## Richiesta
Ripeti senza alcuna modifica le righe dei dati riportati qui sotto, cominciando da quella che contiene "hand shown above." e proseguendo fino all'ultima riga dei dati, entrambe incluse.

─── Estratto dei dati

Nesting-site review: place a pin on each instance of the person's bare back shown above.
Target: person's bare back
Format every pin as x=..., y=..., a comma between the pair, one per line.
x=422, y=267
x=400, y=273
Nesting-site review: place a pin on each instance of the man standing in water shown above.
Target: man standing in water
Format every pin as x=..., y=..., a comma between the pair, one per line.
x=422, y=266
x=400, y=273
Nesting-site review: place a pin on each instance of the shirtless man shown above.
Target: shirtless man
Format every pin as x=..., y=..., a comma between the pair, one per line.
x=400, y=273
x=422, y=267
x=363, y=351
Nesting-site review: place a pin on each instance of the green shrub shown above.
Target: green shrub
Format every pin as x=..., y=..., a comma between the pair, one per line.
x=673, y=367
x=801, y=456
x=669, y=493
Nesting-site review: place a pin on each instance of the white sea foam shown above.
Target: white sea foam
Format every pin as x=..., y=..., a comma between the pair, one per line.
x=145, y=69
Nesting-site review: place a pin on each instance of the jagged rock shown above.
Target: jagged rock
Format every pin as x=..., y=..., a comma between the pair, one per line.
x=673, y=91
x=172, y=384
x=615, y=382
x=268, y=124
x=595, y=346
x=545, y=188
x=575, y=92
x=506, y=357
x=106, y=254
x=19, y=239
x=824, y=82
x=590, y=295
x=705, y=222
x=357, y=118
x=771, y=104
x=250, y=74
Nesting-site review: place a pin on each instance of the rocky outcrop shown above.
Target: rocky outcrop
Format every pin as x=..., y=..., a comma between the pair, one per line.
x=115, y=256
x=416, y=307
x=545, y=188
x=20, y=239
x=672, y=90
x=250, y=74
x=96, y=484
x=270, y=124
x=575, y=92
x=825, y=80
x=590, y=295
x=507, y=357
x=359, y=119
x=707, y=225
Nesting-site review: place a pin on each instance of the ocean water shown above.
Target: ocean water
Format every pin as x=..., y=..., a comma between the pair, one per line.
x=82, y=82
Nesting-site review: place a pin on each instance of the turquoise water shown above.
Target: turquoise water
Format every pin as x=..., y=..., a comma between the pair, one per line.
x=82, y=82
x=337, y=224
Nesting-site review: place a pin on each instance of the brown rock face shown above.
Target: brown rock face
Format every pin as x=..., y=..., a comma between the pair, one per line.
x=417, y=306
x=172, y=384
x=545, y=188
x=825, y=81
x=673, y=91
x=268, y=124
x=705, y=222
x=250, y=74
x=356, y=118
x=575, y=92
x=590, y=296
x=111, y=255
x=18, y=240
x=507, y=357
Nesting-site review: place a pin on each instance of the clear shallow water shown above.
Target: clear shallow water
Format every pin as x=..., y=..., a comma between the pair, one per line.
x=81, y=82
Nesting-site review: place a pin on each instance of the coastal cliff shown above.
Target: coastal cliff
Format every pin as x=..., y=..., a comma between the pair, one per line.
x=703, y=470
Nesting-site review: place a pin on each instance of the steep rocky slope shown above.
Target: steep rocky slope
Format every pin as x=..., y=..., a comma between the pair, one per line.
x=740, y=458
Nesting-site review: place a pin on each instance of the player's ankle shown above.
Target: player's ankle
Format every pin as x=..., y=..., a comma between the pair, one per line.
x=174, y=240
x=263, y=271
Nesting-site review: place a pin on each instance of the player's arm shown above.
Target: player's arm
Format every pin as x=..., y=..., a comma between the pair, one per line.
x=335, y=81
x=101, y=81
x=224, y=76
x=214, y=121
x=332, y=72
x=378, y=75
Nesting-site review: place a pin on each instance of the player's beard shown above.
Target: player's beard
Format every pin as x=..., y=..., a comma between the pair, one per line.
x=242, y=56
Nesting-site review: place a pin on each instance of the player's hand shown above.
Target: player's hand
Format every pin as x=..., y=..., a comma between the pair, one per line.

──────

## Output completo
Nesting-site review: place a pin on each instance of the player's hand shown above.
Target: player's hand
Format every pin as x=..., y=..., a comma between the pair, one per line.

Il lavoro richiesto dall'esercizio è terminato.